=== Selected excerpt ===
Tue Jan 31, 2017 9:20AM
Valiollah Seif, the governor of the Central Bank of Iran, says the country would soon ditch the dollar in its official statements.
Valiollah Seif, the governor of the Central Bank of Iran, says the country would soon ditch the dollar in its official statements.

Iran says it is preparing to stop using the dollar in its official statements – a move that had been in the offing but appears to have been expedited after Washington included the country in a list of seven nations that are banned from entering the United States. 

Valiollah Seif, the governor of the Central Bank of Iran, was quoted by domestic media as saying that Iran would either replace the US dollar with a new common foreign currency or use a basket of currencies in all official financial and foreign exchange reports.

Seif also said that the move would take effect from the start of the new fiscal year on March 21, 2017, the media reported.
=== Given information ===
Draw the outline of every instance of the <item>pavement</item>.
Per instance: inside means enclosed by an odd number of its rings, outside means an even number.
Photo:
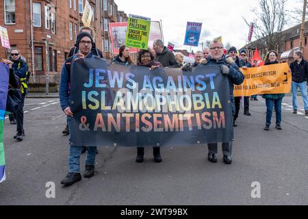
[[[16,126],[5,121],[3,141],[7,180],[0,183],[0,205],[308,205],[308,116],[298,99],[283,99],[283,130],[263,130],[264,101],[251,101],[251,116],[241,109],[235,128],[233,164],[207,160],[206,146],[162,149],[163,162],[153,162],[145,149],[144,162],[135,162],[136,148],[99,148],[96,173],[70,187],[61,180],[68,171],[68,136],[58,99],[27,99],[26,136],[13,139]],[[274,114],[272,122],[274,123]],[[84,170],[85,155],[81,159]],[[251,196],[255,182],[259,198]],[[55,198],[48,198],[49,183]]]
===
### Tasks to perform
[A] Please echo a passage from the article on Iran dropping the dollar. Begin at the words "Tue Jan 31, 2017" and stop after "foreign exchange reports.".
[B] In the article on Iran dropping the dollar, when is the change said to take effect?
[C] Using the article on Iran dropping the dollar, decide whether each statement agrees with it: (i) Iran was on a list of seven nations banned from entering the United States. (ii) The change will apply only to foreign exchange reports, not to other official financial reports. (iii) Valiollah Seif heads the Central Bank of Iran.

### The results
[A]
Tue Jan 31, 2017 9:20AM
Valiollah Seif, the governor of the Central Bank of Iran, says the country would soon ditch the dollar in its official statements.
Valiollah Seif, the governor of the Central Bank of Iran, says the country would soon ditch the dollar in its official statements.

Iran says it is preparing to stop using the dollar in its official statements – a move that had been in the offing but appears to have been expedited after Washington included the country in a list of seven nations that are banned from entering the United States. 

Valiollah Seif, the governor of the Central Bank of Iran, was quoted by domestic media as saying that Iran would either replace the US dollar with a new common foreign currency or use a basket of currencies in all official financial and foreign exchange reports.

[B] From the start of the new fiscal year on March 21, 2017.

[C]
(i) Yes: "Washington included the country in a list of seven nations that are banned from entering the United States."
(ii) No: "in all official financial and foreign exchange reports."
(iii) Yes: "Valiollah Seif, the governor of the Central Bank of Iran."